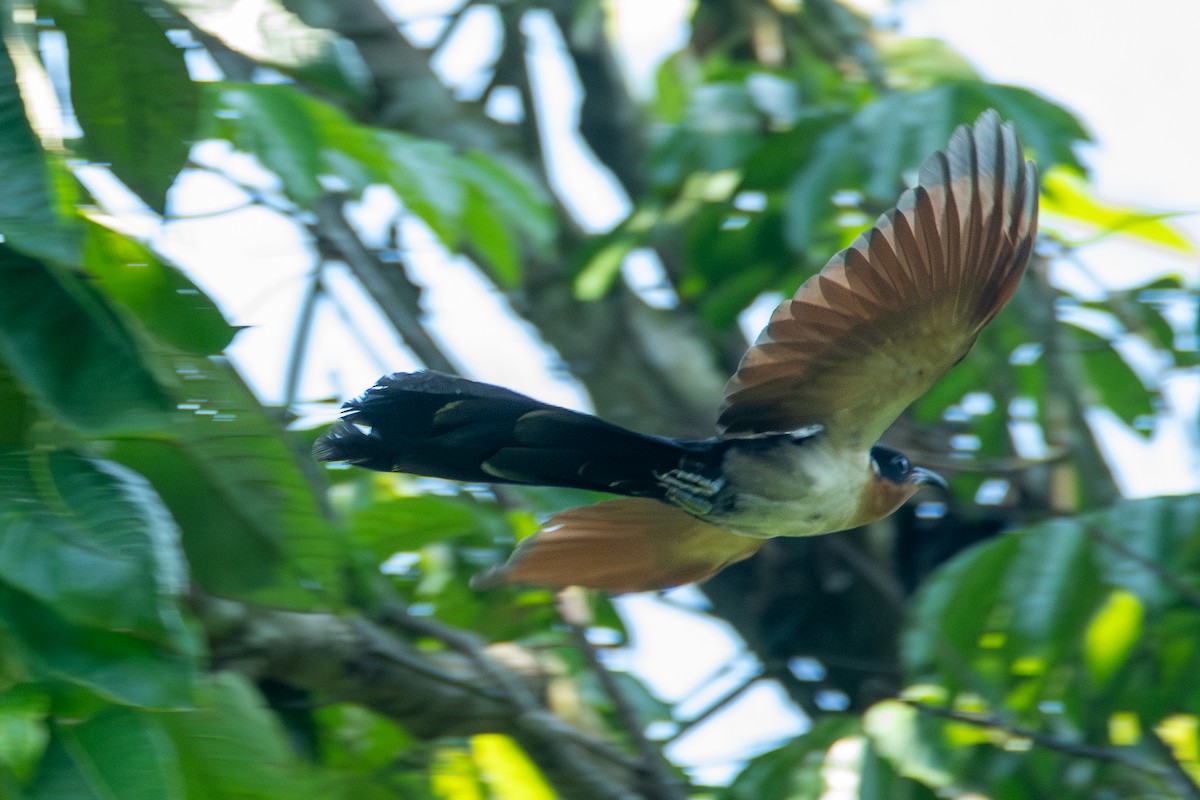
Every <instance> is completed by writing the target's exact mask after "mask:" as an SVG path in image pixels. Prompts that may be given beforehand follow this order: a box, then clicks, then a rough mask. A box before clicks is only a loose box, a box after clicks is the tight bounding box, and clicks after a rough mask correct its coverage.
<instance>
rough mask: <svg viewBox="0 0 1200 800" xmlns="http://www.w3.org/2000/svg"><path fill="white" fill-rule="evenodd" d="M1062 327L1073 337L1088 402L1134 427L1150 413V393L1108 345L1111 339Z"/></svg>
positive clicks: (1134, 372)
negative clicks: (1085, 385) (1086, 386)
mask: <svg viewBox="0 0 1200 800" xmlns="http://www.w3.org/2000/svg"><path fill="white" fill-rule="evenodd" d="M1063 330H1064V331H1067V333H1068V335H1069V336H1070V338H1073V339H1074V342H1075V345H1076V350H1078V353H1079V356H1078V357H1079V360H1080V361H1081V362H1082V365H1084V374H1085V375H1086V378H1087V386H1088V389H1090V391H1091V395H1092V396H1091V397H1090V398H1088V399H1090V401H1091V402H1093V403H1097V404H1099V405H1103V407H1105V408H1108V409H1110V410H1111V411H1112V413H1114V414H1116V415H1117V416H1118V417H1121V420H1122V421H1123V422H1124V423H1126V425H1128V426H1130V427H1132V428H1133V429H1135V431H1138V429H1139V428H1138V427H1136V422H1139V421H1140V420H1141V419H1144V417H1150V416H1153V414H1154V403H1153V397H1154V393H1153V392H1152V391H1151V390H1150V389H1147V386H1146V384H1144V383H1142V380H1141V378H1140V377H1139V375H1138V373H1136V372H1134V371H1133V367H1130V366H1129V363H1128V362H1127V361H1126V360H1124V359H1123V357H1122V356H1121V354H1120V353H1117V350H1116V349H1115V348H1114V347H1112V342H1110V341H1109V339H1106V338H1104V337H1103V336H1099V335H1097V333H1093V332H1092V331H1088V330H1086V329H1084V327H1078V326H1075V325H1066V326H1064V329H1063Z"/></svg>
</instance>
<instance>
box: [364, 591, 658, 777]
mask: <svg viewBox="0 0 1200 800" xmlns="http://www.w3.org/2000/svg"><path fill="white" fill-rule="evenodd" d="M379 616H380V619H382V621H384V622H386V624H389V625H391V626H394V627H397V628H401V630H404V631H408V632H409V633H415V634H418V636H427V637H430V638H432V639H437V640H438V642H442V643H443V644H445V645H448V646H449V648H451V649H452V650H456V651H458V652H460V654H462V655H463V656H466V657H467V658H469V660H470V661H472V662H473V663H474V664H475V667H476V668H478V669H479V672H480V673H481V674H482V675H484V676H485V678H486V679H487V680H490V681H491V682H492V684H493V685H494V686H496V687H497V688H498V690H499V691H500V692H502V693H503V694H504V697H505V699H506V700H508V703H509V705H510V706H512V710H514V711H515V715H516V723H517V724H518V727H520V728H522V729H523V730H524V732H526V733H528V734H529V735H532V736H536V739H538V744H539V746H541V747H542V748H544V750H545V751H547V752H548V753H551V754H552V757H553V758H554V760H556V762H557V764H558V766H559V769H560V770H574V771H575V777H576V778H577V780H578V781H580V782H582V783H587V786H588V788H589V789H590V792H592V793H593V794H592V795H590V796H596V798H611V799H612V800H634V798H631V795H629V793H628V792H626V790H625V789H624V788H623V787H620V786H619V782H618V781H613V780H612V778H611V776H606V775H601V774H599V772H596V774H595V775H588V774H584V772H582V771H581V770H584V769H586V768H584V766H583V765H581V764H580V760H578V759H577V758H575V757H574V752H572V747H581V748H583V750H587V751H589V752H590V753H593V754H595V756H599V757H601V758H604V759H606V760H608V762H610V763H612V764H613V765H614V766H618V768H620V769H622V770H626V771H629V772H631V774H634V775H638V774H640V771H641V764H640V763H638V762H637V760H635V759H632V758H630V757H629V756H626V754H625V753H622V752H620V751H618V750H616V748H614V747H612V746H611V745H608V744H607V742H605V741H601V740H599V739H594V738H592V736H588V735H587V734H584V733H583V732H581V730H577V729H576V728H572V727H571V726H569V724H568V723H565V722H563V721H562V720H560V718H559V717H557V716H556V715H553V714H551V712H550V711H547V710H546V709H544V708H542V706H541V704H540V703H539V702H538V699H536V698H535V697H534V696H533V693H532V692H530V691H529V690H528V688H527V687H526V686H524V685H522V684H521V681H520V680H518V679H517V678H516V675H515V674H512V673H510V672H509V670H506V669H504V668H502V667H500V666H499V664H497V663H496V662H494V661H493V660H492V658H491V657H488V656H487V654H486V652H485V651H484V642H482V639H480V638H479V637H476V636H474V634H472V633H468V632H466V631H460V630H456V628H452V627H449V626H446V625H443V624H442V622H439V621H437V620H434V619H430V618H427V616H414V615H412V614H409V613H408V610H407V609H404V608H403V607H401V606H400V604H397V603H389V604H386V606H385V607H384V608H383V609H382V610H380V614H379Z"/></svg>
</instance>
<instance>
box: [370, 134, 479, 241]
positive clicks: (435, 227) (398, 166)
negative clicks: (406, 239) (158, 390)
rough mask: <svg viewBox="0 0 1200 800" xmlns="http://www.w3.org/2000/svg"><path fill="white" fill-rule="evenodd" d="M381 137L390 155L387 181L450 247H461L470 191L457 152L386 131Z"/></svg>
mask: <svg viewBox="0 0 1200 800" xmlns="http://www.w3.org/2000/svg"><path fill="white" fill-rule="evenodd" d="M378 138H379V143H380V145H382V146H383V149H384V152H385V154H386V156H388V164H386V182H388V184H389V185H390V186H391V187H392V188H394V190H395V191H396V194H398V196H400V199H401V200H402V201H403V203H404V207H407V209H408V210H409V211H412V212H413V213H415V215H416V216H418V217H420V218H421V221H422V222H425V224H427V225H428V227H430V229H432V230H433V233H434V234H437V236H438V239H440V240H442V241H443V242H444V243H445V245H446V247H451V248H454V247H457V245H458V242H460V240H461V237H462V228H461V225H462V212H463V206H464V205H466V203H467V188H466V186H463V184H462V179H461V178H460V174H458V168H457V164H456V163H455V160H454V152H452V151H451V150H450V148H448V146H446V145H444V144H442V143H440V142H428V140H425V139H418V138H415V137H410V136H404V134H402V133H394V132H389V131H382V132H379V133H378Z"/></svg>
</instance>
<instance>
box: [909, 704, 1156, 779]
mask: <svg viewBox="0 0 1200 800" xmlns="http://www.w3.org/2000/svg"><path fill="white" fill-rule="evenodd" d="M901 703H906V704H907V705H910V706H912V708H914V709H917V711H919V712H922V714H928V715H929V716H934V717H941V718H943V720H953V721H954V722H964V723H966V724H972V726H977V727H979V728H995V729H997V730H1003V732H1004V733H1007V734H1009V735H1010V736H1014V738H1016V739H1027V740H1030V741H1031V742H1033V744H1034V745H1038V746H1039V747H1045V748H1046V750H1055V751H1057V752H1060V753H1067V754H1068V756H1076V757H1079V758H1090V759H1092V760H1098V762H1108V763H1111V764H1121V765H1123V766H1128V768H1129V769H1134V770H1138V771H1140V772H1146V774H1147V775H1154V776H1156V777H1159V778H1163V777H1166V772H1168V770H1166V769H1165V768H1163V766H1156V765H1153V764H1146V763H1144V762H1141V760H1139V759H1138V758H1135V757H1133V756H1132V753H1133V752H1135V751H1132V750H1129V748H1117V747H1099V746H1097V745H1087V744H1082V742H1078V741H1067V740H1066V739H1058V738H1057V736H1052V735H1050V734H1048V733H1043V732H1040V730H1034V729H1033V728H1026V727H1025V726H1019V724H1015V723H1013V722H1009V721H1008V720H1003V718H1001V717H998V716H991V715H986V714H974V712H971V711H959V710H956V709H948V708H943V706H940V705H928V704H925V703H919V702H917V700H901Z"/></svg>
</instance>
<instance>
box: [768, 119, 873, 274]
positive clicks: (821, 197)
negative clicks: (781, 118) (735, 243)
mask: <svg viewBox="0 0 1200 800" xmlns="http://www.w3.org/2000/svg"><path fill="white" fill-rule="evenodd" d="M860 173H862V160H860V157H859V139H858V133H857V131H856V130H854V126H853V125H851V124H841V125H834V126H833V127H830V128H829V130H827V131H826V132H824V133H822V134H821V137H820V139H818V140H817V143H816V145H815V146H814V149H812V155H811V158H810V161H808V162H805V163H804V166H803V167H802V168H800V169H798V170H797V172H796V175H794V176H793V179H792V182H791V185H790V186H788V187H787V199H786V204H785V206H784V231H785V236H786V237H787V246H788V247H790V248H791V249H792V251H794V252H804V251H806V249H809V248H810V247H811V246H812V243H814V241H815V240H816V231H817V229H818V228H820V227H821V223H822V221H823V219H826V218H828V217H829V216H830V215H832V198H833V194H834V192H836V191H839V190H842V188H846V187H847V186H853V185H854V182H856V180H854V179H856V178H857V176H858V175H859V174H860ZM829 255H833V253H827V254H826V258H828V257H829Z"/></svg>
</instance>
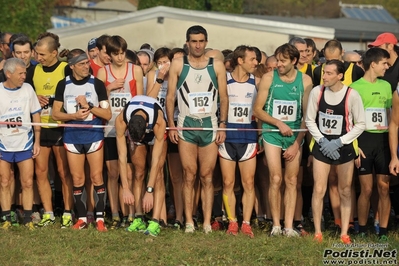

Task details
Whenever the word "positive" shows up in a line of the entries above, copy that line.

Result of this exercise
positive clicks: (1134, 372)
positive clicks: (435, 227) (398, 166)
positive clicks: (821, 197)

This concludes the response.